* _INSTRUCTIONS FOR THE TASK_
Give the listing again, word for word, and let no picture into it.

[[ RECORDS FOR PROCESSING open ]]

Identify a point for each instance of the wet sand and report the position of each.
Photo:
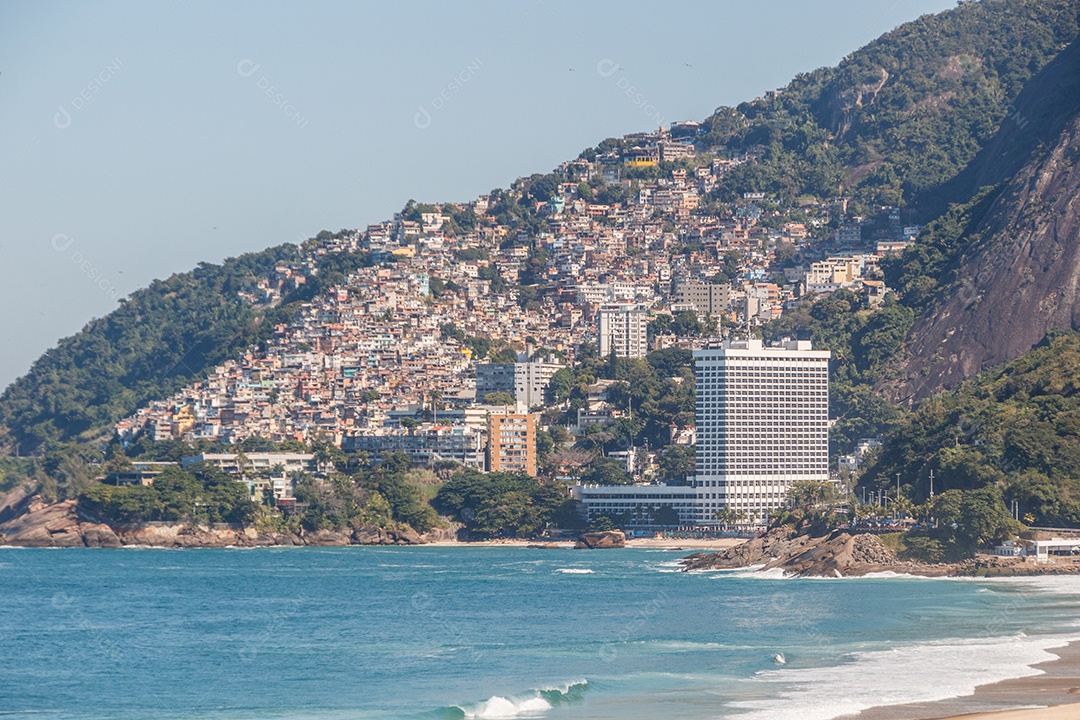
(1053, 695)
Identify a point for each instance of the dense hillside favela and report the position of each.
(707, 326)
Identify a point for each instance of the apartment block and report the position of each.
(761, 424)
(512, 443)
(622, 329)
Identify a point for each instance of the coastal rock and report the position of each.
(834, 555)
(325, 538)
(601, 540)
(56, 525)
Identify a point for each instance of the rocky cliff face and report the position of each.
(834, 555)
(840, 554)
(1021, 275)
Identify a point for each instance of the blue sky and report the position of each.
(140, 138)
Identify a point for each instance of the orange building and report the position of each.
(512, 443)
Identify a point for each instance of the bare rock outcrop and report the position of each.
(1020, 277)
(601, 540)
(801, 554)
(56, 525)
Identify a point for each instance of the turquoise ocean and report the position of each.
(451, 633)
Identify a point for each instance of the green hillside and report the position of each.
(156, 342)
(1015, 428)
(901, 116)
(894, 121)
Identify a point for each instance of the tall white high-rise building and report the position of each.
(761, 424)
(526, 381)
(622, 328)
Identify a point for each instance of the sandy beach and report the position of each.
(1053, 695)
(656, 543)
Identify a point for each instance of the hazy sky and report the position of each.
(140, 138)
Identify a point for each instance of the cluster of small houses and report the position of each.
(360, 365)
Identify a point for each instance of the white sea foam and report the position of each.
(532, 704)
(914, 674)
(503, 707)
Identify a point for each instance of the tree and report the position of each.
(676, 463)
(606, 471)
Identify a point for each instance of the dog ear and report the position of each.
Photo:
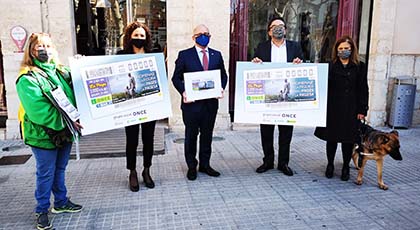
(395, 132)
(385, 139)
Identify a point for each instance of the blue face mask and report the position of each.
(202, 40)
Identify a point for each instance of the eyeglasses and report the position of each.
(36, 34)
(199, 34)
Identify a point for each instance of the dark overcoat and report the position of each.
(348, 95)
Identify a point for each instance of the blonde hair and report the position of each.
(28, 56)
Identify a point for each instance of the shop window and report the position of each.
(100, 23)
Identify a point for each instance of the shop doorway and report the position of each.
(314, 23)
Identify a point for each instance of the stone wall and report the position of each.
(50, 16)
(405, 65)
(385, 63)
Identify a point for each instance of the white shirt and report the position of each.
(279, 54)
(200, 54)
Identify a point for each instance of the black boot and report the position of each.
(133, 181)
(345, 173)
(147, 179)
(329, 172)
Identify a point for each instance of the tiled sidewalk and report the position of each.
(238, 199)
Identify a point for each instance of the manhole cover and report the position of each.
(181, 140)
(14, 160)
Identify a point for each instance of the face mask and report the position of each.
(43, 55)
(278, 32)
(202, 40)
(138, 43)
(344, 54)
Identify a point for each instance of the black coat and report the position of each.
(188, 61)
(293, 51)
(348, 95)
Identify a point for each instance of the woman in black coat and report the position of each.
(348, 96)
(137, 40)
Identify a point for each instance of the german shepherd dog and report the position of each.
(375, 145)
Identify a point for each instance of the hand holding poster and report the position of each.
(203, 85)
(116, 91)
(281, 93)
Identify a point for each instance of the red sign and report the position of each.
(19, 35)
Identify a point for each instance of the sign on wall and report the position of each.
(19, 35)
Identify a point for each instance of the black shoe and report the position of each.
(192, 174)
(70, 207)
(264, 168)
(345, 173)
(133, 181)
(286, 170)
(209, 171)
(147, 179)
(329, 172)
(42, 222)
(360, 160)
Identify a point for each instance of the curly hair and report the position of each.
(127, 37)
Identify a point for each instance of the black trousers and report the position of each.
(132, 137)
(346, 148)
(198, 122)
(267, 140)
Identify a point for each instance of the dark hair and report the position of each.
(354, 57)
(273, 19)
(127, 37)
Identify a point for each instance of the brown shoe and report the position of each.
(133, 181)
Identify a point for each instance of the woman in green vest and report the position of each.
(44, 127)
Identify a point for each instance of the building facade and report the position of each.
(385, 29)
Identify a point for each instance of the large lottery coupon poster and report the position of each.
(116, 91)
(281, 93)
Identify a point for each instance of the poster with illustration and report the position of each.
(120, 90)
(281, 93)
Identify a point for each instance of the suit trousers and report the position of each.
(267, 140)
(198, 122)
(132, 137)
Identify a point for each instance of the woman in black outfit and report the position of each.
(137, 40)
(348, 96)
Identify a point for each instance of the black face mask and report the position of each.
(43, 56)
(138, 43)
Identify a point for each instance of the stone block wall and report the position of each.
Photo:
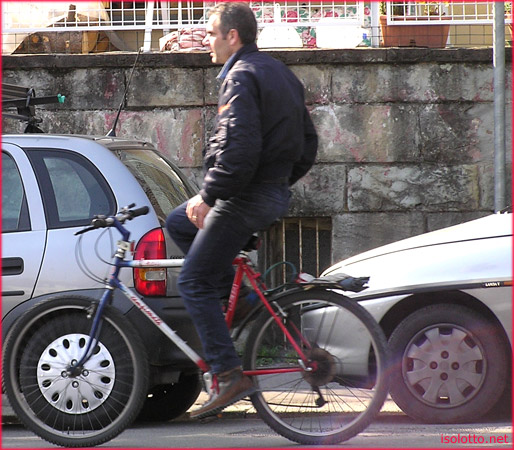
(406, 135)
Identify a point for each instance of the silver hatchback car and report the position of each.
(444, 299)
(51, 187)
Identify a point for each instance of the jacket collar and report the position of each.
(248, 48)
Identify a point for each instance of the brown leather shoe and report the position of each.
(226, 388)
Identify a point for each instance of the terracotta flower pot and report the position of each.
(434, 36)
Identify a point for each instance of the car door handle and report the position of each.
(12, 266)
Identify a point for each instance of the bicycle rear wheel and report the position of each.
(74, 411)
(347, 351)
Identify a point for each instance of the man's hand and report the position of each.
(196, 210)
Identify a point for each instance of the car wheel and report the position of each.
(169, 401)
(451, 364)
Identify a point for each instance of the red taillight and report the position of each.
(151, 282)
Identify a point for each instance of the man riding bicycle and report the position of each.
(262, 143)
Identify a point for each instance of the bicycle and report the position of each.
(318, 359)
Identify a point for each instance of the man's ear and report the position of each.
(233, 37)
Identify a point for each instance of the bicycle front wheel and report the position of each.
(91, 407)
(342, 387)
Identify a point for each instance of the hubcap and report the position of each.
(84, 392)
(444, 366)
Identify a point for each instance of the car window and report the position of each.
(72, 187)
(161, 183)
(15, 215)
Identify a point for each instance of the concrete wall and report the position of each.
(406, 135)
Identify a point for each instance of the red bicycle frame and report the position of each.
(242, 269)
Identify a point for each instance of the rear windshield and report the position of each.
(162, 183)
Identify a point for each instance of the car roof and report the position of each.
(494, 225)
(107, 141)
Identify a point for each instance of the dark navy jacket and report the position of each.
(263, 131)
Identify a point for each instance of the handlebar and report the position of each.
(125, 214)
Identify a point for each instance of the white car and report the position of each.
(444, 300)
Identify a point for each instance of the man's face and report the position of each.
(220, 47)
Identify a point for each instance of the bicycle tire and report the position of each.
(339, 398)
(81, 411)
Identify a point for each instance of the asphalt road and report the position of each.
(388, 431)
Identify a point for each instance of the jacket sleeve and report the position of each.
(237, 144)
(310, 149)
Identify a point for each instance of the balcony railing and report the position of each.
(30, 27)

[[ RECORDS FOR PROCESSING closed ]]

* _EXERCISE RESPONSE_
Identify a point for each instance of the wet sand and report the position of each.
Photo:
(1053, 695)
Identify a point for each instance of the dense hillside favela and report the position of each.
(707, 326)
Identify a point for each instance of the apartment block and report the position of each.
(761, 424)
(512, 443)
(622, 329)
Identify a point for each instance of the coastal rock and report the position of each.
(834, 555)
(325, 538)
(601, 540)
(56, 525)
Identify a point for each instance of the rocky cliff face and report the position of each.
(834, 555)
(840, 554)
(1021, 275)
Identify a point for each instance of the blue sky and report the position of each.
(140, 138)
Identify a point for each instance of the orange building and report the position of each.
(512, 443)
Identify a point for each instance of the bare rock outcrop and report the position of each.
(1020, 277)
(601, 540)
(801, 554)
(56, 525)
Identify a point for each instance of the turquoise ocean and report the position of each.
(451, 633)
Identify a point for each instance of the green hillside and report the position of each.
(156, 342)
(1015, 428)
(901, 116)
(894, 121)
Identify a point for each instance of the tall white high-rise building and report the position of each.
(761, 424)
(526, 381)
(622, 328)
Identify a point for each instance of the sandy beach and report the position of each.
(1053, 695)
(656, 543)
Identify a point for each instance of the hazy sky and report the position of each.
(140, 138)
Identify a point for each instance of the cluster of small houses and report the position of each.
(360, 365)
Identify a point for each instance of the white sea foam and report the position of each.
(532, 704)
(914, 674)
(503, 707)
Identify a point for each instance of the tree and report the position of each.
(676, 463)
(606, 471)
Identify a point for each instance of the dog ear and report the position of each.
Photo:
(395, 132)
(385, 139)
Identify a point for each instance of the blue face mask and report the position of each.
(202, 40)
Identify a point for each instance of the eyeglasses and report the position of each.
(36, 34)
(199, 34)
Identify a point for each instance of the dark overcoat and report the position of each.
(348, 95)
Identify a point for each instance of the blonde hair and report the position of each.
(28, 56)
Identify a point for each instance of the shop window and report the position of each.
(100, 23)
Identify a point for each instance of the shop doorway and report the position of each.
(314, 23)
Identify a point for each instance of the stone wall and report the position of each.
(50, 16)
(405, 65)
(385, 63)
Identify a point for each instance of the white shirt and report the position of each.
(279, 54)
(200, 54)
Identify a point for each instance of the black boot and report the position of each.
(133, 181)
(345, 173)
(147, 179)
(329, 172)
Identify a point for each instance of the tiled sidewalk and report the position of each.
(238, 199)
Identify a point for each instance of the manhole cover and report the position of each.
(181, 140)
(14, 160)
Identify a point for each instance of the face mask and report the position of each.
(43, 55)
(278, 32)
(202, 40)
(138, 43)
(344, 54)
Identify a point for each instance of the black coat and report the position of each.
(188, 61)
(293, 51)
(348, 95)
Identify a point for each instance of the woman in black coat and report the position of each.
(348, 96)
(137, 40)
Identify a point for each instance of the german shepherd dog and report the position of each.
(375, 145)
Identify a point for each instance of the hand holding poster and report the position of each.
(203, 85)
(116, 91)
(281, 93)
Identify a point for each instance of the red sign and report the position of each.
(19, 35)
Identify a point for each instance of the sign on wall and report the position of each.
(19, 35)
Identify a point for each instance of the black shoe and report the position of each.
(192, 174)
(70, 207)
(264, 168)
(345, 173)
(133, 181)
(286, 170)
(209, 171)
(147, 179)
(329, 172)
(42, 222)
(360, 160)
Identify a point for each instance of the curly hair and report the position of each.
(127, 37)
Identify a point for each instance of the black trousers and report the position of each.
(132, 137)
(346, 148)
(198, 122)
(267, 140)
Identify a point for each instance of the dark hair and report the position of each.
(354, 57)
(273, 19)
(127, 37)
Identify a point for each instance of the brown shoe and report the position of each.
(133, 181)
Identify a point for each instance of the woman in green vest and report the position of each.
(44, 127)
Identify a point for each instance of the building facade and report the position of each.
(385, 29)
Identify a point for each instance of the large lottery coupon poster and report the position of each.
(116, 91)
(281, 93)
Identify a point for each instance of the poster with illustration and report the position of each.
(120, 90)
(281, 93)
Identify a point for each instance of the suit trousers and report the position of each.
(267, 140)
(198, 122)
(132, 137)
Identify a point for each instance of the woman in black outfit and report the position of each.
(137, 40)
(348, 96)
Identify a point for each instance of the black face mask and report the position of each.
(43, 56)
(138, 43)
Identify a point for each instance of the stone block wall and report the position of each.
Photo:
(406, 135)
Identify a point for each instance of the silver hatchback car and report the position of each.
(444, 299)
(51, 187)
Identify a point for each instance of the jacket collar and report the position of each.
(248, 48)
Identify a point for each instance of the brown leather shoe and report the position of each.
(226, 388)
Identify a point for each instance of the terracotta flower pot and report the position of each.
(434, 36)
Identify a point for each instance of the car door handle and report the position of each.
(12, 266)
Identify a point for each instance of the bicycle rear wheel and report the position of each.
(74, 411)
(347, 351)
Identify a point for each instance of the man's hand and report the position of each.
(196, 210)
Identify a point for each instance of the car wheel and report the position of each.
(169, 401)
(451, 364)
Identify a point for each instance of the red taillight and report the position of each.
(151, 282)
Identify a point for each instance of the man riding bicycle and report the position of each.
(262, 143)
Identify a point for each instance of the bicycle and report the position of each.
(318, 359)
Identify a point for each instance of the man's ear and report the position of each.
(233, 37)
Identify a point for each instance of the bicycle front wheel and report the position of each.
(91, 407)
(342, 387)
Identify a point for each instance of the hubcap and report the position of each.
(84, 392)
(444, 366)
Identify a point for each instance of the car window and report the position of each.
(72, 187)
(161, 183)
(15, 215)
Identify a point for each instance of the concrete wall and report the position of each.
(406, 135)
Identify a point for each instance of the red bicycle frame and report the position of each.
(242, 269)
Identify a point for each instance of the rear windshield and report the position of each.
(162, 183)
Identify a point for each instance of the car roof and report the position of each.
(494, 225)
(107, 141)
Identify a point for each instance of the dark navy jacket and report the position of each.
(263, 131)
Identify a point for each instance of the handlebar and report the position of each.
(125, 214)
Identify a point for each instance of the white car and report the position of each.
(444, 300)
Identify a point for each instance of the man's face and report the position of each.
(220, 47)
Identify a point for each instance of the bicycle tire and report the position of each.
(339, 398)
(81, 411)
Identify a point for each instance of the asphalt road and report the position of each.
(388, 431)
Identify a point for each instance of the jacket sleeve and report the position of each.
(237, 144)
(310, 149)
Identify a point for each instance of the balcony railing and report the position of each.
(30, 27)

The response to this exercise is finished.